It is produced by Charles Gillibert’s CG Cinema, Pallas Films and Cab Production.
Official Selection
The company, which celebrates its 40th anniversary this year, has four titles in Official Selection.
“We’re well placed in the Official Selection this year. We’ve got three films in competition and two titles in Cannes Classics, which we’re over the moon about,” said Schrameck.
Aside from Clouds of Sils Maria, it is also selling Naomi Kawase’s Palme d’Or contender Still the Water, a coming of age story set on a remote Japanese island, that begins with a teenage boy discovering a dead body floating in the sea.
Outside its sales slate, the company has also acquired French rights to Xavier Dolan’s competition picture Mommy, from Seville International, which it will release in France via Diaphana. Dolan’s previous film Tom At The Film is on the MK2 slate.
Cannes Classics
The company’s two pictures in Cannes Classics are a 4K restoration of François Truffaut’s war-time drama The Last Metro, starring Gérard Depardieu and Catherine Deneuve, and a newly restored version of Krzyztof Kieslowski’s Blind Chance – Director’s Cut, following a young man’s life in Poland’s turbulent 1970s.
The MK2 slate also features Alexandre Moix’s upcoming documentary Truffaut Insurrected, an intimate portrait of the director on the 30th anniversary of his death in October 1984.
_ _ _ _ _ _ _
▸ **EXERCISE REQUIREMENTS**
a – Answer these questions using the article on MK2's Cannes lineup:
(i) How many of the company's pictures are in Cannes Classics?
(ii) Through which company will Xavier Dolan's Mommy be released in France?
(iii) What anniversary does the documentary Truffaut Insurrected mark?
b – Repeat word for word the part of the article on MK2's Cannes lineup that opens with "The MK2 slate also" and closes with "in October 1984.".
c – Go on with the article on MK2's Cannes lineup from where it stops.
The data that comes after this has no connection to the article on MK2's Cannes lineup.

Dataset entries:
_ _ _ _ _ _ _
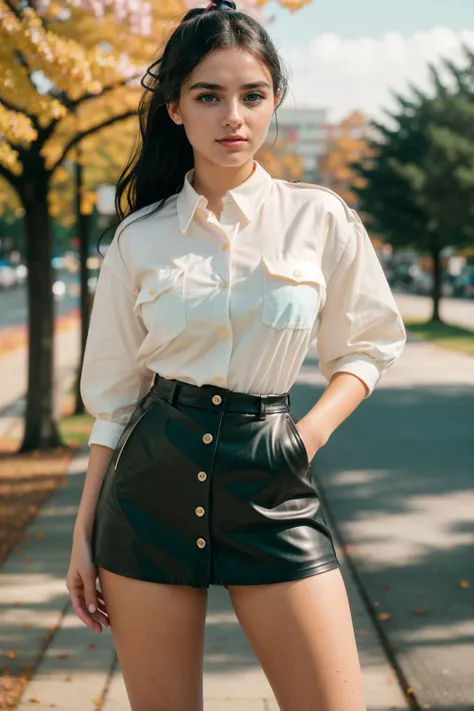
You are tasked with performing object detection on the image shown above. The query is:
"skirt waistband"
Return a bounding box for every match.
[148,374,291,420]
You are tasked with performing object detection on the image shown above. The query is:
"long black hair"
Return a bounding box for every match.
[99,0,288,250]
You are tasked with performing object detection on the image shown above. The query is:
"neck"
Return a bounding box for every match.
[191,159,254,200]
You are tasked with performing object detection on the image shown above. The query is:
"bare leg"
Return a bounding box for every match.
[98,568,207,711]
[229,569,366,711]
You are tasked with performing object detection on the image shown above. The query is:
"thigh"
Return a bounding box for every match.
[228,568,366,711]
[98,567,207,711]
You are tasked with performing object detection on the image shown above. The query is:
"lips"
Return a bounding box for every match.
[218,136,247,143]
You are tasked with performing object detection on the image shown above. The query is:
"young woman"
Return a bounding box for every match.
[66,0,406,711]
_ _ _ _ _ _ _
▸ **ANSWERS FOR THE EXERCISE**
a –
(i) Two.
(ii) Diaphana.
(iii) The 30th anniversary of Truffaut's death in October 1984.

b –
The MK2 slate also features Alexandre Moix’s upcoming documentary Truffaut Insurrected, an intimate portrait of the director on the 30th anniversary of his death in October 1984.

c –
The company is also selling a number Tauffaut’s classic works restored in 2K, including Jules and Jim and The 400 Blows.
Other heritage titles on MK2’s Cannes slate include restorations of Charlie Chaplin classics such as The Kid, The Great Dictator and The Tramp. It is the 125th anniversary of Chaplin’s birth this year, and the 100th anniversary of The Tramp.
MK2 is also selling the new documentary Chaplin Behind The Mask, following his rise to fame, which will be broadcast in France during Cannes.
Upcoming Productions
The company, which has moved its location in Cannes to the Résidence Grand Hotel this year, will also be selling a number of upcoming films.
They include Robert Guédiguian’s Don’t Tell Me The Boy Was Mad about the victim of a terror attack in Paris, who travels to the perpetrator’s home in Marseilles to confront his family. Unexpectedly, he is welcomed in and ends up staying with the family. One day, their son who committed the crime gets in touch from Lebanon.
MK2 is also handling Paolo and Vittorio Taviani’s Wondrous Boccaccio, taking inspiration from Giovanni Boccaccio’s 14th century literary classic The Decameron.
Starring a vast, ensemble Italian cast, it revolves around a group of city dwellers who takes shelter in a villa in the hills after an outbreak of plague in Florence. To wile away the time, they take it in turns to tell stories. The production began shooting in March.
The slate also includes Elodie Namer’s debut picture The Tournament about an international chess tournament in Budapest in which an 11-year-old prodigy takes on a 22-year-old master. It is currently in post-production.
“It’s a very original story by a really promising young director,” commented Schrameck
Other new titles on its slate include Carlos Saura’s Argentina, exploring traditional Argentine music and featuring the participation of folk singers such as Soledad Pastorutti and Chaqueno Palavecino.
MK2 40th anniversary
As part of its 40th anniversary celebrations, the company is also selling restored versions of three films by MK2 founder Marin Karmitz.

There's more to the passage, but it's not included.